Your task: Search the data for "below" and copy every matching line.
:: Data to process
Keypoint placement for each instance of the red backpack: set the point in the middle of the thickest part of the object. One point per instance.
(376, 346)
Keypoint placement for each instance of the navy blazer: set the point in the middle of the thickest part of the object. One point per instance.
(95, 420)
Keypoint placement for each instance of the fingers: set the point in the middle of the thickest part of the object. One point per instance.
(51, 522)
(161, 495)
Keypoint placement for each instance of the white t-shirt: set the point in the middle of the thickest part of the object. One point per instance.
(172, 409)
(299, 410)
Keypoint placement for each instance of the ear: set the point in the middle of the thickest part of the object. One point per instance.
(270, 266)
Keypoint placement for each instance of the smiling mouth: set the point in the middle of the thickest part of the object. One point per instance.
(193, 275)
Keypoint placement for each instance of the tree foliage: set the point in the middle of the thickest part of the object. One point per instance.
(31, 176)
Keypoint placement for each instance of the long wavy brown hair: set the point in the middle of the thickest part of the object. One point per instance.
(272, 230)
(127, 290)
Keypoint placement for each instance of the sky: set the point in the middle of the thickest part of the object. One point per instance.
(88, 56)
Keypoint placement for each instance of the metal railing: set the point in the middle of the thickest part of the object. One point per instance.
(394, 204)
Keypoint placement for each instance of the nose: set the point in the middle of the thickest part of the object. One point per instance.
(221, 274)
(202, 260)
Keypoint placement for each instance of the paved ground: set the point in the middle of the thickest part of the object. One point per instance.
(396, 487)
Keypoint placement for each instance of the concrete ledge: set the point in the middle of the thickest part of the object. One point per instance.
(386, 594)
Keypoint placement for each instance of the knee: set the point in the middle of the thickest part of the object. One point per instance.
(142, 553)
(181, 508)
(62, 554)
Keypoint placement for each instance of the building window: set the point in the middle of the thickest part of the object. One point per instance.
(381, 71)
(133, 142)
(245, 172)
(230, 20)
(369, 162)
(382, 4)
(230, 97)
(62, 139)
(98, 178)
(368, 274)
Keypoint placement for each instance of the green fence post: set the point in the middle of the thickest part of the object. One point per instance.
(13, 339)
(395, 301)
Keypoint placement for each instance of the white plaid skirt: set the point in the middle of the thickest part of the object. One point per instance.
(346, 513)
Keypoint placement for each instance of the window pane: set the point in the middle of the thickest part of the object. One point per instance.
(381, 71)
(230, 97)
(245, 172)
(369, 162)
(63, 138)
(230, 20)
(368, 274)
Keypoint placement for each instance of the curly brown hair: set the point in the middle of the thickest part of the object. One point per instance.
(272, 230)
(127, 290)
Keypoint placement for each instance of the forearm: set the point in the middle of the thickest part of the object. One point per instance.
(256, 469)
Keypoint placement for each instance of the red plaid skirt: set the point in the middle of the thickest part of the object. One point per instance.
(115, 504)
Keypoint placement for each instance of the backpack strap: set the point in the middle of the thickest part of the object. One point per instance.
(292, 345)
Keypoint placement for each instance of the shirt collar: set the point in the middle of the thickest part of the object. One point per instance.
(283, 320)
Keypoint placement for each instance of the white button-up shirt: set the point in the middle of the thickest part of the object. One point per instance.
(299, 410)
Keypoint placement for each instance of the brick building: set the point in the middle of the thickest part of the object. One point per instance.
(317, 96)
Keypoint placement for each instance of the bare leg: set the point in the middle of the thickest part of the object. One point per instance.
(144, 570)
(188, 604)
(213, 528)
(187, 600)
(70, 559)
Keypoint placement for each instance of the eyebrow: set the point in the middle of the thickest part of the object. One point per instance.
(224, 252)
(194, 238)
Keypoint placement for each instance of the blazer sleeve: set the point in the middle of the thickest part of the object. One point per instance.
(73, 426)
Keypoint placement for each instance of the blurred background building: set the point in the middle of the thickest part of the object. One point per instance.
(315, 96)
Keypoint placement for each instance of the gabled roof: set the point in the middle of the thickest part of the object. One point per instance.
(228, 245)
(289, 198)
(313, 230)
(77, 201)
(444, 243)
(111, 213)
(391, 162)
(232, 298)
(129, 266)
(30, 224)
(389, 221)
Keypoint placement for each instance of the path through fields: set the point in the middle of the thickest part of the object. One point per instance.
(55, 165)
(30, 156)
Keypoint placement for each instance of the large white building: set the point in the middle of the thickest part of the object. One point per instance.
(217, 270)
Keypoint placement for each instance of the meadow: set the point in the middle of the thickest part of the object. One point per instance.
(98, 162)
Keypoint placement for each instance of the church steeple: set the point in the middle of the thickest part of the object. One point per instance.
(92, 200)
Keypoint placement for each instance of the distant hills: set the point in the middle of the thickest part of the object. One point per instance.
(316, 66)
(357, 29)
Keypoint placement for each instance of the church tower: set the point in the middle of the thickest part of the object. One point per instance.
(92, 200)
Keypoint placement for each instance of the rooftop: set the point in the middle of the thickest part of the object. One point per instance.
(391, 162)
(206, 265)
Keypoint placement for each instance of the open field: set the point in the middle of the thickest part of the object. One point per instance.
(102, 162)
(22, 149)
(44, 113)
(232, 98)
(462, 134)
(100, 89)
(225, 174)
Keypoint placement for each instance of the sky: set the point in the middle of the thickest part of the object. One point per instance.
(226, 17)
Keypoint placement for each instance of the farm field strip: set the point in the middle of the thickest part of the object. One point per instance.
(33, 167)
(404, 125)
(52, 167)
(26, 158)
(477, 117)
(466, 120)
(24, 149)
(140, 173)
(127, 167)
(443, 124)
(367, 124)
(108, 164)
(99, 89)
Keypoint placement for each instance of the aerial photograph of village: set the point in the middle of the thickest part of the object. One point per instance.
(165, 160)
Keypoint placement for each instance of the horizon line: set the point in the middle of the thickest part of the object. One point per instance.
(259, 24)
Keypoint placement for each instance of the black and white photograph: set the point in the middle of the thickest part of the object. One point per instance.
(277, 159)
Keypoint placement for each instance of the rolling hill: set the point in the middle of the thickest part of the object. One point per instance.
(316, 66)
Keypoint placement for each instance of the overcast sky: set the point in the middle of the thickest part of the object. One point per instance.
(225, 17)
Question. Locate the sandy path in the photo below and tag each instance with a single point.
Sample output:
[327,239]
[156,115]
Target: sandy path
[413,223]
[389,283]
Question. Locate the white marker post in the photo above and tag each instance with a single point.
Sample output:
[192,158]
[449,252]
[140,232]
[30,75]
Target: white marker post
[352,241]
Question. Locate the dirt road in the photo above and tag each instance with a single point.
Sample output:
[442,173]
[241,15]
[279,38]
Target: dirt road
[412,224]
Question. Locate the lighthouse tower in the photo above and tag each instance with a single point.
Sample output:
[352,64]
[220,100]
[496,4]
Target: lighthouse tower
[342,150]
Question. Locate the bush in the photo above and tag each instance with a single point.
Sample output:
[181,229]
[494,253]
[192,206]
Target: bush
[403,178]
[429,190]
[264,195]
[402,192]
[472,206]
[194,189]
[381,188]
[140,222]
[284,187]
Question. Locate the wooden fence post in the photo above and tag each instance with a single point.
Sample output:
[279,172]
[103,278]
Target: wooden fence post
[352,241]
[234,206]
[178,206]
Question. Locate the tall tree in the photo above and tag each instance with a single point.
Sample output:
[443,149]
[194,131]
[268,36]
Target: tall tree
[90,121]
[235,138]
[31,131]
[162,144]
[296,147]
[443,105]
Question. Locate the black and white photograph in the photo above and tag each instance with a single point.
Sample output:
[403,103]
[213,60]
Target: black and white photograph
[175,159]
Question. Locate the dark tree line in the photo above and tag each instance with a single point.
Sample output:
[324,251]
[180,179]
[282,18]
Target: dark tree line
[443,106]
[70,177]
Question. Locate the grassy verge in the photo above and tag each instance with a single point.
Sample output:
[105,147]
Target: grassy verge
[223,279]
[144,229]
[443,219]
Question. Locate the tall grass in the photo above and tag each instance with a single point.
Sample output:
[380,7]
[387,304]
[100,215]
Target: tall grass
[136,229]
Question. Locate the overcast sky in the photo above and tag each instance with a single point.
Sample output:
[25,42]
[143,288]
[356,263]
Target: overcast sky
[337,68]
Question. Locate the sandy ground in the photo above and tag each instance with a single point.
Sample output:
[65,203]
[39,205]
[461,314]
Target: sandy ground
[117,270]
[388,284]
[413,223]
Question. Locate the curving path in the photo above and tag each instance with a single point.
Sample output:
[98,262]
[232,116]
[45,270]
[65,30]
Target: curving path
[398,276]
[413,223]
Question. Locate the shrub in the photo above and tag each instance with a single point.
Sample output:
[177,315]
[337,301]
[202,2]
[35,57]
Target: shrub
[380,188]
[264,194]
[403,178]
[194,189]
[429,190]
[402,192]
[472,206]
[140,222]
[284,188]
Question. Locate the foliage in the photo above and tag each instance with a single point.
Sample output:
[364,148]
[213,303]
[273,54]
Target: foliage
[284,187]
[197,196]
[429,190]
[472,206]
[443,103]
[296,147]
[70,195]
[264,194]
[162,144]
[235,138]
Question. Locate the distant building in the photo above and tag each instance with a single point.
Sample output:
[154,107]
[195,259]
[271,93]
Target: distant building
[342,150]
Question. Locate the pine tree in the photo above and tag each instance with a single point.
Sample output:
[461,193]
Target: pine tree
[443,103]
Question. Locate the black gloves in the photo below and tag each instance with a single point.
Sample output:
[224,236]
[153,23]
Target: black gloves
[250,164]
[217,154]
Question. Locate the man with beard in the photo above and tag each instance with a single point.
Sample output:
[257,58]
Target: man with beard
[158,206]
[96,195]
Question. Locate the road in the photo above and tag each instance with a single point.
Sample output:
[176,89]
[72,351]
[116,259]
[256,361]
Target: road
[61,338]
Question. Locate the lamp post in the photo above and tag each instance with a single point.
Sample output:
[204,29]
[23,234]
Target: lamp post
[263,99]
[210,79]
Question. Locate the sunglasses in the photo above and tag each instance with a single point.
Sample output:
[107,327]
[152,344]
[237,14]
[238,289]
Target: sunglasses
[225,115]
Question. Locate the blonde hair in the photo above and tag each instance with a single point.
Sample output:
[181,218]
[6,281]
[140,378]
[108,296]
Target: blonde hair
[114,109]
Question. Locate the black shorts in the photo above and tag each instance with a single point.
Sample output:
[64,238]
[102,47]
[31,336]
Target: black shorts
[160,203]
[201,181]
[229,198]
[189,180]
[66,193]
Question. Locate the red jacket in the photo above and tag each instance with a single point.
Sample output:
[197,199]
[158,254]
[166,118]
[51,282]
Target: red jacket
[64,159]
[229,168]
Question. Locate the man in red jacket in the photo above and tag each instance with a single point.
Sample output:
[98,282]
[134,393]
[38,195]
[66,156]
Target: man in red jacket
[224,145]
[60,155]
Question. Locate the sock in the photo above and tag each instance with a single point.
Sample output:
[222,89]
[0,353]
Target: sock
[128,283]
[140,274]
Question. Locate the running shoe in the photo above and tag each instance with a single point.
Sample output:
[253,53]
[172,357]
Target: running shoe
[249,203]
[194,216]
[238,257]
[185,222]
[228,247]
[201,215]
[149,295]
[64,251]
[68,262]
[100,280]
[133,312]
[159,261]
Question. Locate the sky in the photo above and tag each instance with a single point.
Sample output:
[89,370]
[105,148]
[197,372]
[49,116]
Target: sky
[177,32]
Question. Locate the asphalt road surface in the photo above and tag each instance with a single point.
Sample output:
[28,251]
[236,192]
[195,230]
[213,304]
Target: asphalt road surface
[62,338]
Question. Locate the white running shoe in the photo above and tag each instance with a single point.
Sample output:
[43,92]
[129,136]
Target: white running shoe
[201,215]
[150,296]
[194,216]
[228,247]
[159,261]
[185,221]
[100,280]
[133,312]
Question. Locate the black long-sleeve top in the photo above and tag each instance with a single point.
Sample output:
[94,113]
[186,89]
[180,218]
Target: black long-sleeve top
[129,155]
::::
Exercise response:
Question. Locate the sandy path in the photo below and tag each instance with a single point.
Question. Locate the black gloves in the photo below and tag each instance with a single point.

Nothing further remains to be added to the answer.